=== SET EXERCISE ===
Can you reproduce verbatim the rows starting at the line containing "the sofa seat" and ending at the final line of the rows, with nothing else?

=== DATASET CONTENT ===
#####

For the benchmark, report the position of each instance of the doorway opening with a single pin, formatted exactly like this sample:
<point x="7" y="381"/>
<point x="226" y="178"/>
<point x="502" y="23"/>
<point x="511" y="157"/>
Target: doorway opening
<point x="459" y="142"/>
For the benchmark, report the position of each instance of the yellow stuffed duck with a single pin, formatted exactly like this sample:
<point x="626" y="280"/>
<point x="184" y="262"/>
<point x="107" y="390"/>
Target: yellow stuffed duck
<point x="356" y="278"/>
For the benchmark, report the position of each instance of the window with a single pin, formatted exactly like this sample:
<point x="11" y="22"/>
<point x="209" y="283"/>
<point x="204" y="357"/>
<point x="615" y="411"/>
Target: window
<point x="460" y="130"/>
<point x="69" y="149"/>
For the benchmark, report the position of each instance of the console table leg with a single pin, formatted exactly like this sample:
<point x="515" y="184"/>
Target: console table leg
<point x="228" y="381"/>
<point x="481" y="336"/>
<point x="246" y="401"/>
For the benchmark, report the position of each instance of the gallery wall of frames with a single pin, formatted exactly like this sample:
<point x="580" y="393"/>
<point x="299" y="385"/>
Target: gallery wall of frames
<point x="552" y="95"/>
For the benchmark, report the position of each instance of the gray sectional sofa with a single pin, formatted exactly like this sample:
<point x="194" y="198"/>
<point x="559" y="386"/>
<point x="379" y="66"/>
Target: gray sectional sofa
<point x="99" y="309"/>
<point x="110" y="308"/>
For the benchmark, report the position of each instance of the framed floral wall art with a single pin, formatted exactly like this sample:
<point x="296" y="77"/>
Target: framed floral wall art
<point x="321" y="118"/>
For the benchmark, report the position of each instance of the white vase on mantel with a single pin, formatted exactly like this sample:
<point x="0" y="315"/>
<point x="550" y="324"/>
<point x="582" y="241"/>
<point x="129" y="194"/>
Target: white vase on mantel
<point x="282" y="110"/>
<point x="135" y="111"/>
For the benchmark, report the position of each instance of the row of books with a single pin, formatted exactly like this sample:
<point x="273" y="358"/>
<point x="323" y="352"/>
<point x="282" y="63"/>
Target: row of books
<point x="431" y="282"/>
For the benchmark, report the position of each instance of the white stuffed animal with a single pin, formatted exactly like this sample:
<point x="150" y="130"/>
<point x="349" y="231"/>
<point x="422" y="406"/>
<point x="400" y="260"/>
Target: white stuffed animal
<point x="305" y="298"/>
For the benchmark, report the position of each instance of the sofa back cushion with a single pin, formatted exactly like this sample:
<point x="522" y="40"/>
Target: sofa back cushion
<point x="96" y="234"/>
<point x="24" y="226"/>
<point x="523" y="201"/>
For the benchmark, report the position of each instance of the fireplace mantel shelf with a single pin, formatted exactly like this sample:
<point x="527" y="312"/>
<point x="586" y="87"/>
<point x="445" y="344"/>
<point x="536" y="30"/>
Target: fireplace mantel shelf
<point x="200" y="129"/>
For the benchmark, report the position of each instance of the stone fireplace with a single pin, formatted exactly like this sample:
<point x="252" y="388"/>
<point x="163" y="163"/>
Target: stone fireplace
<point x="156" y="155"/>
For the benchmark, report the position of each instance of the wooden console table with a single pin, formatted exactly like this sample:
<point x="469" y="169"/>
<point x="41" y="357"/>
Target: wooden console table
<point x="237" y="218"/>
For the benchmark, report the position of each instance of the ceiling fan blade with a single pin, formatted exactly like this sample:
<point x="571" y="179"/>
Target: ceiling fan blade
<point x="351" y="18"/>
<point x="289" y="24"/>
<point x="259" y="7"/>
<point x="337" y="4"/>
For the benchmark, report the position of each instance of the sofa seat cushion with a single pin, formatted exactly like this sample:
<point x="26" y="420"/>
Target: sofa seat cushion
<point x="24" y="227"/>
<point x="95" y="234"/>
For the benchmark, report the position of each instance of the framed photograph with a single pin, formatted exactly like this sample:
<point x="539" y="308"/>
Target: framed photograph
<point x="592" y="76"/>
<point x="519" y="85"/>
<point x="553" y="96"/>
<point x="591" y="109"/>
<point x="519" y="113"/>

#####

=== SOLUTION FOR THIS EXERCISE ===
For the benchmark, report the position of each instance of the sofa seat cushion with a single pin, formatted exactly like this sample:
<point x="26" y="420"/>
Target: sofa seat cushion
<point x="24" y="227"/>
<point x="95" y="234"/>
For the benchmark, report the position of each instance of the framed photograph with a single pin, formatted exactly like this sample:
<point x="539" y="308"/>
Target: framed photograph
<point x="592" y="76"/>
<point x="519" y="85"/>
<point x="553" y="96"/>
<point x="591" y="109"/>
<point x="519" y="113"/>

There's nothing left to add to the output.